The problem — List each line of the data that holds the word "below".

Information supplied —
****************
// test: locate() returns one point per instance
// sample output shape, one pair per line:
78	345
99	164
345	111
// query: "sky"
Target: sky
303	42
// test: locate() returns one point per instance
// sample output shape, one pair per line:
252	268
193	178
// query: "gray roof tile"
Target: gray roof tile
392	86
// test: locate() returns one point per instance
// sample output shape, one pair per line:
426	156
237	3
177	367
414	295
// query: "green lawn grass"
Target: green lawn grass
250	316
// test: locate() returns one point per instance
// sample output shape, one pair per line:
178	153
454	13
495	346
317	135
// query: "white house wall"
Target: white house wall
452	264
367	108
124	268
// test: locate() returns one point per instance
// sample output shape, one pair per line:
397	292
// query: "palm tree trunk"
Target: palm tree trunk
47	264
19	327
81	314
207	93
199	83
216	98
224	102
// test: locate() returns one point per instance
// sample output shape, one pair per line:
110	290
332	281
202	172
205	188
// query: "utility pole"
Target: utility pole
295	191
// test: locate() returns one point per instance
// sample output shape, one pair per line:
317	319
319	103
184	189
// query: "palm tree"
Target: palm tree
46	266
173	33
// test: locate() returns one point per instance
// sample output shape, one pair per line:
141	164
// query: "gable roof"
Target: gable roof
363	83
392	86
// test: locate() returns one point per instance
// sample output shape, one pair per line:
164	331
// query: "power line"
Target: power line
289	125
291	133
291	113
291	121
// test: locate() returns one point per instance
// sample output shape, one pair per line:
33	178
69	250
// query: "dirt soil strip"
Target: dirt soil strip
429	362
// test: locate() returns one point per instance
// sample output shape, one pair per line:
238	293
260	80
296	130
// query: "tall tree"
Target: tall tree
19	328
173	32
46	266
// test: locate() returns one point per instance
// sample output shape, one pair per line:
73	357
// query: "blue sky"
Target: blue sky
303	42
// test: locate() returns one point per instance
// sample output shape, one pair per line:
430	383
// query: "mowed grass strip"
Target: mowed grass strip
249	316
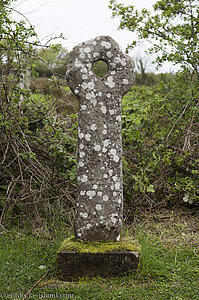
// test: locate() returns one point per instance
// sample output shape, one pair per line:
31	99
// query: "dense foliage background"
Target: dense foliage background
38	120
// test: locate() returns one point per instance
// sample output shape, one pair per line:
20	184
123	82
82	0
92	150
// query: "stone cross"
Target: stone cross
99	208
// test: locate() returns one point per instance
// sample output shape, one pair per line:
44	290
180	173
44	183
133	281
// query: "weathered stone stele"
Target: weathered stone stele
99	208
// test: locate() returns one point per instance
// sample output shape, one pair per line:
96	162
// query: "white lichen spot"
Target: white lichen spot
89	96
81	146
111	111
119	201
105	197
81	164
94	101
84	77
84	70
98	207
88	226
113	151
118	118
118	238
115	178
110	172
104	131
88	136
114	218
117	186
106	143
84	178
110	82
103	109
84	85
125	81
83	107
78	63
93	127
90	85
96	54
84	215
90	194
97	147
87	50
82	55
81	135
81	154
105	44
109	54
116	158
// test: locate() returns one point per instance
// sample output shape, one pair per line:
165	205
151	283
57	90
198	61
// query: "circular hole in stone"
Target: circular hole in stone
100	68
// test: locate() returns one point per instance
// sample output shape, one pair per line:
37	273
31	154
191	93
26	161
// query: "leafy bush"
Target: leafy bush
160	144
****************
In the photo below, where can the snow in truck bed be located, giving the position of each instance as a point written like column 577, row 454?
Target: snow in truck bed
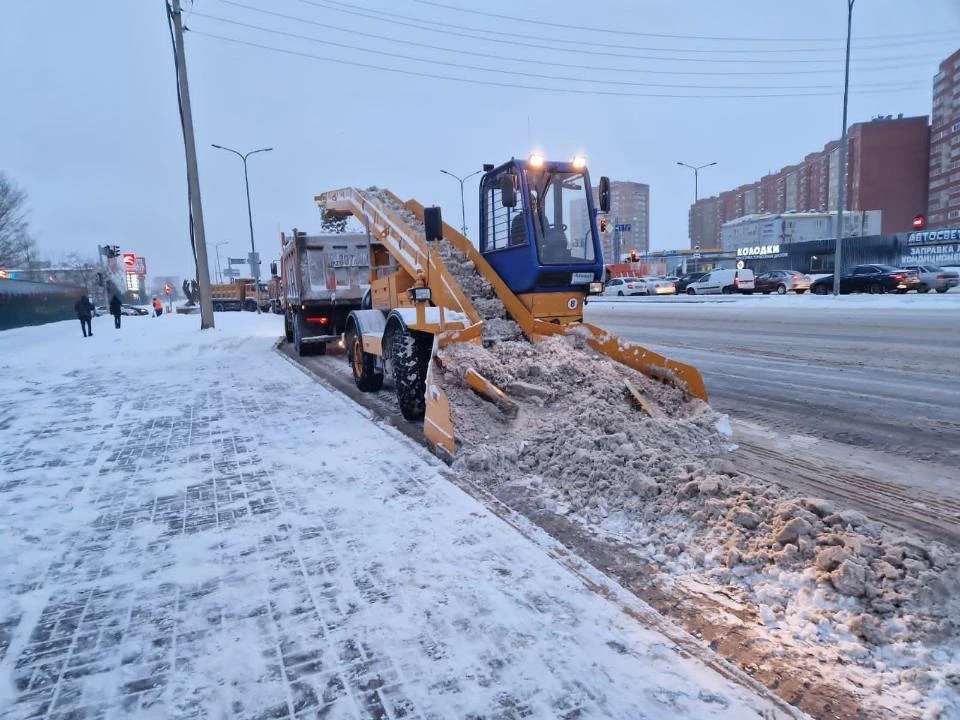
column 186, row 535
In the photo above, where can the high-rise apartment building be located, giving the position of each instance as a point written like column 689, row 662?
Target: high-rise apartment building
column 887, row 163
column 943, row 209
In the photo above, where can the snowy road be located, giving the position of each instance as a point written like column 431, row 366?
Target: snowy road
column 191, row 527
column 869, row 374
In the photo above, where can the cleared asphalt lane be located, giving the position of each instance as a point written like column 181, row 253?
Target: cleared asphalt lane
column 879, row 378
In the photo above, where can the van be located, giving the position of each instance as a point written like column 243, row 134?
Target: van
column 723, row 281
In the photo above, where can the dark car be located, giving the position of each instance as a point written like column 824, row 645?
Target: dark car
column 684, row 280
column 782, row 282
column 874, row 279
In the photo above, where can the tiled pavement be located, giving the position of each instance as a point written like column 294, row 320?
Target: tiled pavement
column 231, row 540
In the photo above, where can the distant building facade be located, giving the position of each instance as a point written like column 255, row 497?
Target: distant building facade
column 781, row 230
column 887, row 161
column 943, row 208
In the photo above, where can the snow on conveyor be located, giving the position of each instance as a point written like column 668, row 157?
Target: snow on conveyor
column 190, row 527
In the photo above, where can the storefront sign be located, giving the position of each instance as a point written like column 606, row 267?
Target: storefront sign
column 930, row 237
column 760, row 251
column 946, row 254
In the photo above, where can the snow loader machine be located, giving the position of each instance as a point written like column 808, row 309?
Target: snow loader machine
****************
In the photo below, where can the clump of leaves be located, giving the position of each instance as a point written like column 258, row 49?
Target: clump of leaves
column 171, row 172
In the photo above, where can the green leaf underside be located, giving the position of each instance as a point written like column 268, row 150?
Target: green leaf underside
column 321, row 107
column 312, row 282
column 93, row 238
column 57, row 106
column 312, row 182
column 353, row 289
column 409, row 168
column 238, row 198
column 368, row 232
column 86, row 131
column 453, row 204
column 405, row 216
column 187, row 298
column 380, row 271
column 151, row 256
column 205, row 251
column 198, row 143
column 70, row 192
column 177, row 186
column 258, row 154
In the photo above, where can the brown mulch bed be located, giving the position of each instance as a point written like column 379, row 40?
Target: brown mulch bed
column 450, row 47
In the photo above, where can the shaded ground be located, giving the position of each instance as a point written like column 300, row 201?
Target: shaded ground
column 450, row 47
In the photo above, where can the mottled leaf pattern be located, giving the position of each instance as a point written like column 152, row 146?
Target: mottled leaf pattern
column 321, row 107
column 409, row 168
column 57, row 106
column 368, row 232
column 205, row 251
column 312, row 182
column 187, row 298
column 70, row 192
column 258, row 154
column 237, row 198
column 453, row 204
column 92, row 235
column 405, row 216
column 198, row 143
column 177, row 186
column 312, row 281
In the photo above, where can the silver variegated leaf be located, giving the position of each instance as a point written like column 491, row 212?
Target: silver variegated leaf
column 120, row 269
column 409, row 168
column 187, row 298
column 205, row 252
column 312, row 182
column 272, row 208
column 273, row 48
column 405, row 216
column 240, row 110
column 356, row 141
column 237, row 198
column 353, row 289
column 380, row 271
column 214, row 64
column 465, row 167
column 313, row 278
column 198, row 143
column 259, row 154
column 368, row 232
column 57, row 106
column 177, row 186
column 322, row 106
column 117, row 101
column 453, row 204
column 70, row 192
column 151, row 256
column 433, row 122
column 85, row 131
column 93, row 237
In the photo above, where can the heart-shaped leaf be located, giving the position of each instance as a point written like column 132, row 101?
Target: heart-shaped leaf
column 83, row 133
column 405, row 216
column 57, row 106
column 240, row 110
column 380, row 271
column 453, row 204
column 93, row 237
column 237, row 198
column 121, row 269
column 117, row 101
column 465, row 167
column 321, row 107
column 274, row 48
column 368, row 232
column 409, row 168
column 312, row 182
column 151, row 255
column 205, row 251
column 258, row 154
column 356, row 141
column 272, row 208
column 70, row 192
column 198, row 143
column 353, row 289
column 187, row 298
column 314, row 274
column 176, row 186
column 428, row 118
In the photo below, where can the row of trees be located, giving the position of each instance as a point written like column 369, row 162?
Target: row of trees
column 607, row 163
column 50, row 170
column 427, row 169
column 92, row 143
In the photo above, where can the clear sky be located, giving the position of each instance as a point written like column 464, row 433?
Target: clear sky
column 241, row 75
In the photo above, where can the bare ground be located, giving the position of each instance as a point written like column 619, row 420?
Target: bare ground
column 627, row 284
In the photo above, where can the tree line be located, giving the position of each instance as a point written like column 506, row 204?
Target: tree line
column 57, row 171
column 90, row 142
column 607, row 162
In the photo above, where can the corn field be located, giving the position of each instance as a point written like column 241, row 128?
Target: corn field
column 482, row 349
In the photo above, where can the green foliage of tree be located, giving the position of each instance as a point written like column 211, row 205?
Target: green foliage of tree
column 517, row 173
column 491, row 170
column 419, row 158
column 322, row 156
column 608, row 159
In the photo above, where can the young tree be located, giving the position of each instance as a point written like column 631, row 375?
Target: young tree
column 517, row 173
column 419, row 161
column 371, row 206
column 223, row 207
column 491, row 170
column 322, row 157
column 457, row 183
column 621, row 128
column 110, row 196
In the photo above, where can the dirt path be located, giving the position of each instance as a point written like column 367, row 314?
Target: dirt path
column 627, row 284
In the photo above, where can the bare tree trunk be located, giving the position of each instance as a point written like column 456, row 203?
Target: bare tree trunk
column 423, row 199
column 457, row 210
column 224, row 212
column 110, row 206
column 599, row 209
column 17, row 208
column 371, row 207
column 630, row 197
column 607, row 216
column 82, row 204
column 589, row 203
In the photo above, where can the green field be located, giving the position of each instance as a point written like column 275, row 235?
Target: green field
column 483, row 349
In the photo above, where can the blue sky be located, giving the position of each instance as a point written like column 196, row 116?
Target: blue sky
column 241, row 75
****************
Your response —
In the photo below, where can the snow in truck bed be located, giving the position of each instance as a point written like column 577, row 454?
In the photo below, where can the clump of leaves be located, giving the position of each instance as a point written like column 258, row 49?
In the photo below, where can the row of trees be located, giving the position of each instance as a point written like column 369, row 162?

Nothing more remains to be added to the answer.